■ **Stated problem 1**:
Repeat the point-labeling entries below word for word, leaving out the pictures.

** begin Excerpted passage **

As far as reading the voltage, it was simply to see if the voltage was opposite polarity that coincided with the reversed leads. I was hoping that a reversed voltage could be used to trigger an LED or something thru an amp cct.

 

Correct me if I'm wrong - it sounds like you were reading the voltage of the AD594 output in this little experiment, not the output of the raw thermocouple, as others have implied.

The AD594 has built in cold junction compensation. If both ends of the thermocouple are at a similar temperature, then the voltage level of the compensation voltage will dwarf the near-zero thermocouple reading, rendering polarity meaningless.

Backing up a step, do you understand how thermocouples work? It's a little counterintuitive, and quite different from any other temperature sensing system I'm familiar with. The thermocouple itself creates a voltage that is proportional to the difference in temperature between its two ends. This voltage has nothing to do with the absolute temperature of either end, only the difference between them. For example, a thermocouple with the probe end at 75F and the meter end at 50F will deliver the same voltage as one whose probe end is at 125F and whose meter end is at 100F. The same 25 degree difference delivers the same thermocouple voltage output, despite the two systems being at very different temperatures.

All thermocouple measuring systems must have a second temperature measuring system of some sort (thermistor, RTD, etc.) to measure the absolute temperature of the meter end of the thermocouple and then add a voltage corresponding to that temperature to the voltage from the thermocouple.

Back to your test, if both ends of the probe are around the same temperature, the thermocouple output is near zero, so the entire voltage reading from the AD594 output is the voltage corresponding to the second sensor (the built in one used for cold junction compensation.)

Was reading raw voltage. I don't have anything yet in terms of devices or components to proceed. Was simply trying to see if reversing the leads would cause a reverse voltage polarity. The reading was the same with both, whereas was expecting the meter to read neg V for the lead reversal.

** end Excerpted passage **
** begin Supplied data **

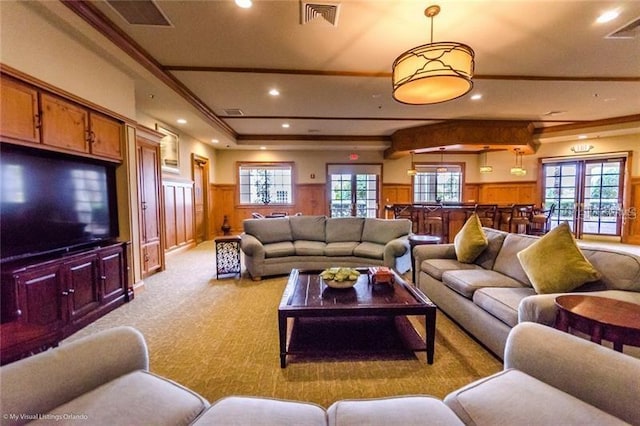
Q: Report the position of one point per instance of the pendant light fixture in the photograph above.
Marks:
(518, 170)
(412, 170)
(484, 168)
(441, 168)
(434, 72)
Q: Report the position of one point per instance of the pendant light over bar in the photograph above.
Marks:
(434, 72)
(484, 168)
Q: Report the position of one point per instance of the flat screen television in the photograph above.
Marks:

** end Supplied data **

■ **Stated problem 2**:
Quote the thermocouple discussion above from "All thermocouple measuring" to "cold junction compensation.)".

■ **Written answer 1**:
Q: Report the position of one point per instance of the pendant light fixture in the photograph above.
Marks:
(518, 170)
(412, 170)
(484, 168)
(441, 168)
(434, 72)
Q: Report the position of one point per instance of the pendant light over bar in the photograph above.
Marks:
(434, 72)
(484, 168)
Q: Report the position of one point per instance of the flat screen television in the photograph above.
Marks:

■ **Written answer 2**:
All thermocouple measuring systems must have a second temperature measuring system of some sort (thermistor, RTD, etc.) to measure the absolute temperature of the meter end of the thermocouple and then add a voltage corresponding to that temperature to the voltage from the thermocouple.

Back to your test, if both ends of the probe are around the same temperature, the thermocouple output is near zero, so the entire voltage reading from the AD594 output is the voltage corresponding to the second sensor (the built in one used for cold junction compensation.)